_Brief_
Quote the records below in full, exactly as given, with the images taken out.

(Collected data)
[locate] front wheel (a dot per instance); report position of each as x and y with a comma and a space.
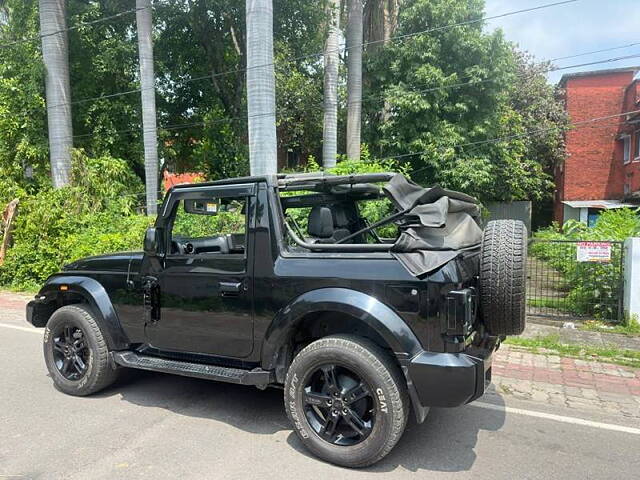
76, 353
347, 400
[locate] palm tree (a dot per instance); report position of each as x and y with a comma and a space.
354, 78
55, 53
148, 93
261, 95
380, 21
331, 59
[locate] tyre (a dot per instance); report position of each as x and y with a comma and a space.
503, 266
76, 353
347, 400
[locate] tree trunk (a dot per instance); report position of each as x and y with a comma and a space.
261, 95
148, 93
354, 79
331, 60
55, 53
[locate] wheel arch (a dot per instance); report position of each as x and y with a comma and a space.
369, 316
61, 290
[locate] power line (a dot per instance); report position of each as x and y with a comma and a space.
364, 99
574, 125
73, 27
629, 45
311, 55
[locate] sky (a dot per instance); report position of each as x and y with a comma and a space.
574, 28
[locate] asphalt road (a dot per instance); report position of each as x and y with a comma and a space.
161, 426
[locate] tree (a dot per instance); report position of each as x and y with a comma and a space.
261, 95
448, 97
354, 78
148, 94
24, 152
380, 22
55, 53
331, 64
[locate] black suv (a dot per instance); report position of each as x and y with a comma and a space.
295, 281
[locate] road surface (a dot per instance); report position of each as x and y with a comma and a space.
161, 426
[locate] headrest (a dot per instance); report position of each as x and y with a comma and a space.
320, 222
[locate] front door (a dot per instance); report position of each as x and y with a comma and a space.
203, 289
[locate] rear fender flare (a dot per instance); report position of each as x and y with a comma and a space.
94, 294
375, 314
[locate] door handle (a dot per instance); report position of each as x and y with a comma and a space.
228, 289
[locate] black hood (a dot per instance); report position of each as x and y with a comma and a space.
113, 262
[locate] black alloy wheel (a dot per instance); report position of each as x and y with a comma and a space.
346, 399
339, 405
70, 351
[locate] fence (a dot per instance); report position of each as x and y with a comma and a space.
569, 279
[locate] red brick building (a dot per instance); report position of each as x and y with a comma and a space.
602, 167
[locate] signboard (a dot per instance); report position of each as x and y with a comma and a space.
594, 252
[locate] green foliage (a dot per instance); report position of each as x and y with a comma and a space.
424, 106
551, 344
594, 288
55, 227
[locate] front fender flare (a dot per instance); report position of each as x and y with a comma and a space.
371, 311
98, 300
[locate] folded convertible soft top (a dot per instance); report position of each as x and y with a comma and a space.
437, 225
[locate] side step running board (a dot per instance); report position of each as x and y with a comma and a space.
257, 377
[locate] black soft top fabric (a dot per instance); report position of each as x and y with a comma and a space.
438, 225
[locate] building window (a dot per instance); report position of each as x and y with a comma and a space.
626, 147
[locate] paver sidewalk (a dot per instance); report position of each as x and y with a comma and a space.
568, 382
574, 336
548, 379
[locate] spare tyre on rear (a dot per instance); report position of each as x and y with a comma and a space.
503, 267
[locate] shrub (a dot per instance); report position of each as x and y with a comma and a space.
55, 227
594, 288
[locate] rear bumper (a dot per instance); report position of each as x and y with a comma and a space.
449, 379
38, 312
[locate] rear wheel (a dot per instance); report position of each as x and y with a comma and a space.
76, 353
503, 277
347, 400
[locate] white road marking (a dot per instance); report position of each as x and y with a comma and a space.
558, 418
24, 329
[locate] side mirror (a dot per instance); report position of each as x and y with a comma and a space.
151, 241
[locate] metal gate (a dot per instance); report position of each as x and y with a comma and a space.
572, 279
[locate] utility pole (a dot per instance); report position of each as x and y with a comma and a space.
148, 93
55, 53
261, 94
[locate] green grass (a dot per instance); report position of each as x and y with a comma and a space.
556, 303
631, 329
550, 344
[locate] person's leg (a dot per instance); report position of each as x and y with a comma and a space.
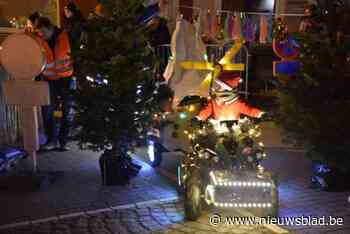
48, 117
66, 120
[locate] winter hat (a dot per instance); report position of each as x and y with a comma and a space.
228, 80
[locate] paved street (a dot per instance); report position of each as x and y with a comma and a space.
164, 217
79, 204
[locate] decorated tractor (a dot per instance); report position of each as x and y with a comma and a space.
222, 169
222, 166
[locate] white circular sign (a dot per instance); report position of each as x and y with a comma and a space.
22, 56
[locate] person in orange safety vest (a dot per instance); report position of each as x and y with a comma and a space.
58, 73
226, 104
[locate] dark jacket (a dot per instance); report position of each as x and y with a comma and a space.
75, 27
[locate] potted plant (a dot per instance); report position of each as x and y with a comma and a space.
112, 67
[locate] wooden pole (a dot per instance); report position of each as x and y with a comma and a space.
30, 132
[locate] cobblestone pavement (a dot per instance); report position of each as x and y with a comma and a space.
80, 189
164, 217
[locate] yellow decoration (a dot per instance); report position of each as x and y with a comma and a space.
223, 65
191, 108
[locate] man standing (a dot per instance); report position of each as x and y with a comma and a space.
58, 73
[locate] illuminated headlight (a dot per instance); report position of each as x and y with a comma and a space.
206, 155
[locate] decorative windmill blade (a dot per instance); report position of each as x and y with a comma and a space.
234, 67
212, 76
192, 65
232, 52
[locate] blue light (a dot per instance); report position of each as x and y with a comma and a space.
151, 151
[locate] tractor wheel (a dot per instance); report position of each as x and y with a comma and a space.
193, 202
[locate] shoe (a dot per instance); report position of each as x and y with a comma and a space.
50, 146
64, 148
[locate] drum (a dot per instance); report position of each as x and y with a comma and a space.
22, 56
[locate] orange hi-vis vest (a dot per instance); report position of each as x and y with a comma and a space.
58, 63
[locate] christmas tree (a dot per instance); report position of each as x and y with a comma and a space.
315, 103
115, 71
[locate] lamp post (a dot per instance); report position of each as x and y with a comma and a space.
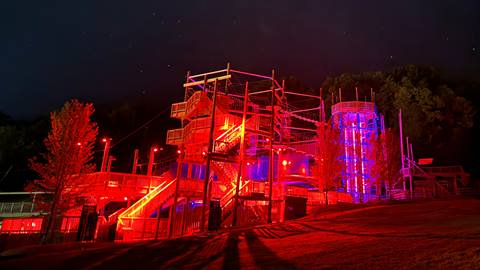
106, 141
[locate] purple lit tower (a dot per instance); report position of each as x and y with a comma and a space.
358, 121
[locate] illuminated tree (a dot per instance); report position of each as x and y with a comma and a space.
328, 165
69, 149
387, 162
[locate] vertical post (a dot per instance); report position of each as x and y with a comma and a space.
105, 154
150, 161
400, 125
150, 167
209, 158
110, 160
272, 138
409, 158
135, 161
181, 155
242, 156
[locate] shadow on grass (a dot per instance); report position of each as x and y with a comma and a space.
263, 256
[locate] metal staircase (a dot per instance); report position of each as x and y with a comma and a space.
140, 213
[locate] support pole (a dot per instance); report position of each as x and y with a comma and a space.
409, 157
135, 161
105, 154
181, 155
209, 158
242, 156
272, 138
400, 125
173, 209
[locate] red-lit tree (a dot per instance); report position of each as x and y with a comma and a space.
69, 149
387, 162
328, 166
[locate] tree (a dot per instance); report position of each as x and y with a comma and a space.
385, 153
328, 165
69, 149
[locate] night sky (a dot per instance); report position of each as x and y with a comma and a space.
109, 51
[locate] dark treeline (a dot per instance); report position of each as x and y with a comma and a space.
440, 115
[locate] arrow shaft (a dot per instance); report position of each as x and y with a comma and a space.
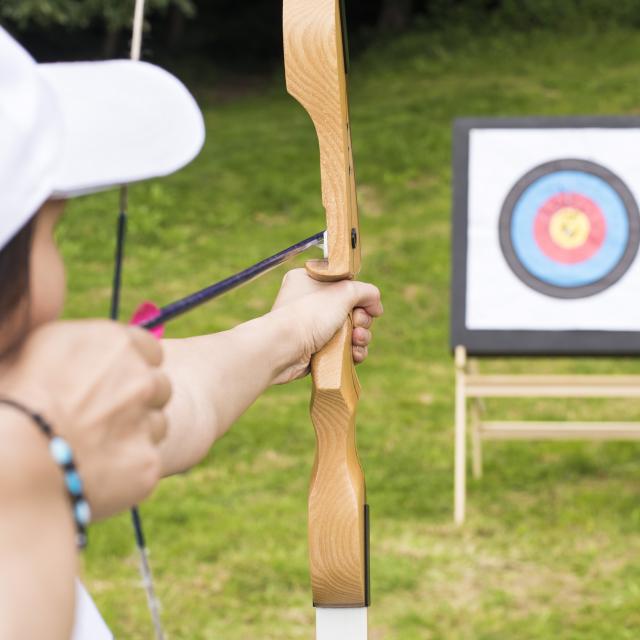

_The output_
[locate] front wheel (a dot per instance); report position of each as x and y with a comma and a space.
76, 353
347, 400
[locate] palm tree (a dot per instance); report position of each as x and y with a comma and a space.
354, 78
55, 53
148, 93
261, 95
380, 21
331, 59
[locate] tyre (a dot per instance); report position of each as x and y with a comma and a space.
503, 266
76, 353
347, 400
[locate] tree trunk (a dot per instance); report position of each as x and y with a comma and a space.
261, 95
148, 93
354, 79
331, 60
55, 53
[locate] wheel arch (a dot per instance); report position of each as x and y with a comma and a space.
369, 316
61, 290
[locate] power line (a dot per instance); report position of each as x and y with a comma and a space.
364, 99
574, 125
73, 27
629, 45
311, 55
[locate] sky (a dot per instance); report position of each as x and y with a comma and a space.
574, 28
[locate] asphalt road (a dot per instance); report position of each as x and y with a comma and a space.
161, 426
[locate] tree (a dot per instance); report position of each as x and y with a comma and a space.
261, 95
448, 97
354, 78
148, 94
24, 152
380, 22
55, 53
331, 64
[locate] black suv (a dot per instance); report position of each as x and y with a comma and a space.
295, 281
[locate] road surface (a dot per instance); report position of each as x and y with a comma and a space.
161, 426
[locate] headrest (a dot per instance); report position of each as x and y with a comma and a space.
320, 222
[locate] front door (a dot per instance); report position of each as x and y with a comma and a space.
203, 289
[locate] rear fender flare (a dot per instance); report position of each as x and y with a comma and a space.
94, 294
375, 314
[locate] door handle (a dot per instance); report position of each as x and y with a comma and a space.
228, 289
[locate] black hood (a dot per instance); report position of each as x and y with a comma and a space.
113, 262
[locate] black alloy wheel (a dot per instance); report position of each as x and y with a comma and a space.
346, 399
339, 405
70, 351
[locate] fence (a dot per instance); report position of each as x and y with a comma and a space.
569, 279
[locate] red brick building (a dot per instance); report position of each as x and y with a comma and a space.
602, 167
[locate] signboard (a dot per instance); report position of each as x and y with a comma and a space.
594, 252
[locate] green foliage (a dot per instance); report position of each as x and y with a comma and a space.
424, 106
551, 344
594, 288
55, 227
[locate] front fender flare (a dot per instance); report position of each as x and y with a comma and a space.
371, 311
98, 300
[locate] folded convertible soft top (a dot per instance); report position of each as x and y with a comma and a space.
437, 225
[locate] side step running board (a dot per instance); report position of each as x and y with a comma and a space.
257, 377
[locate] black soft top fabric (a dot per instance); report position of each as x and y with a comma and a space.
438, 225
[locate] building window (a dot per instance); report position of each as x and y with a comma and a space.
626, 147
[locate] paver sidewalk (a dot per instance); report position of each as x and y with a comma and a space.
568, 382
574, 336
548, 379
[locate] spare tyre on rear (a dot per instance); report position of each as x and y with a comma and a space.
503, 267
[locate] shrub (a dot per instance); report position of each as x and y with a comma and a space.
55, 227
594, 288
[locate] rear bumper (a dot per instance); report position of each as x and y with a comma and a space.
449, 379
38, 312
[locate] rear wheel (a dot per instance); report position of each as x and y with a comma and a space.
76, 353
503, 277
347, 400
[locate] white road marking (a dot per instance); report position of each as x and y with a comma and a space.
558, 418
24, 329
[locate] side mirror (a dot per instance); report position of each as x and y with a comma and a space.
151, 241
[locate] metal gate (a dot per instance); report position of each as x and y with a comma and a space.
572, 279
[locate] utility pole (a dot per instance); report position of each as x and y with a comma and a space.
148, 93
55, 53
261, 94
[locate] green grass (a dot per instance); report position of each as x and y with a comma and a space.
556, 303
631, 329
550, 344
[locate] person's leg (a dot per instance); report position of each as x and y with a comma and a space.
48, 117
66, 120
[locate] winter hat (a dot per instance); report position of each as x and y with a comma and a space.
228, 80
[locate] paved street (a dot per instance); report position of each as x and y with a comma and a space.
164, 217
79, 204
[locate] decorated tractor (a dot per instance); report position of each as x and y with a comma and a space.
222, 169
222, 166
[locate] white circular sign (a dot per instance); report position of each as x and y with a comma and a space.
22, 56
[locate] person in orange safety vest (a dot per instance); report position of each as x and y with a comma and a space.
58, 73
226, 104
[locate] dark jacket (a dot per instance); report position of each as x and y with a comma and a space.
75, 27
[locate] potted plant (a dot per instance); report position of each as x and y with a comma and a space.
112, 67
[locate] wooden pole (a dot per instance); report position of each as x and y with a comma and a space.
30, 132
[locate] cobblestone pavement (a dot per instance); report position of each as x and y with a comma and a space.
80, 189
164, 217
[locate] yellow decoration (a dot per instance); report position of each as x and y with a comma and a space.
223, 65
191, 108
[locate] man standing (a dot per instance); report position of each as x and y with a comma and a space.
58, 73
[locate] illuminated headlight (a dot per instance); report position of each as x and y with a comma and a space.
206, 155
[locate] decorative windmill blade (a dot per instance); report position of each as x and y with a comma and a space.
234, 67
212, 76
192, 65
232, 52
[locate] blue light (a dot per instance); report position of each as x and y with a comma and a space.
151, 151
[locate] tractor wheel (a dot per instance); report position of each as x and y with a comma and a space.
193, 202
[locate] shoe (a dot per instance); report position of each as x and y with a comma and a space.
50, 146
64, 148
[locate] drum (a dot per instance); report position of each as x and y with a comma and a space.
22, 56
[locate] orange hi-vis vest (a dot per instance); report position of each as x and y with a comma and a space.
58, 63
[locate] christmas tree (a dot per instance); report position of each as x and y with a comma and a space.
315, 103
115, 71
[locate] lamp post (a dot per instance); report position of each as x and y with a comma and a space.
106, 141
[locate] purple lit tower (a dot per instance); report position of each as x and y with a comma and a space.
358, 121
[locate] illuminated tree (a dot per instance); report position of each as x and y with a comma and a space.
328, 165
69, 149
387, 162
[locate] vertical post (a dot per instance); report position of each as x and y with a comma and a space.
105, 154
150, 161
400, 125
150, 167
209, 158
110, 160
272, 138
409, 158
135, 161
181, 155
242, 156
[locate] shadow on grass (a dot per instance); report position of each as x and y with a comma and a space.
263, 256
[locate] metal staircase (a dot per instance); report position of each as x and y with a comma and a space.
140, 213
[locate] support pole (a dot per instance); report position of each as x and y with a comma and a space.
409, 157
135, 161
105, 154
181, 155
209, 158
242, 156
272, 138
400, 125
173, 209
[locate] red-lit tree (a dot per instance); report position of each as x and y with a comma and a space.
69, 149
387, 162
328, 166
[locate] tree (a dot per instance); report position of each as x and y with a comma and a space.
385, 153
328, 165
69, 149
[locate] night sky (a dot per instance); report position of each as x and y with a comma and a space.
109, 51
[locate] dark treeline (a dot per instance); report position of each as x and y with a comma and a space.
440, 115
[locate] arrow shaft (a dot per instance); report position of each as x and y with a comma and a space.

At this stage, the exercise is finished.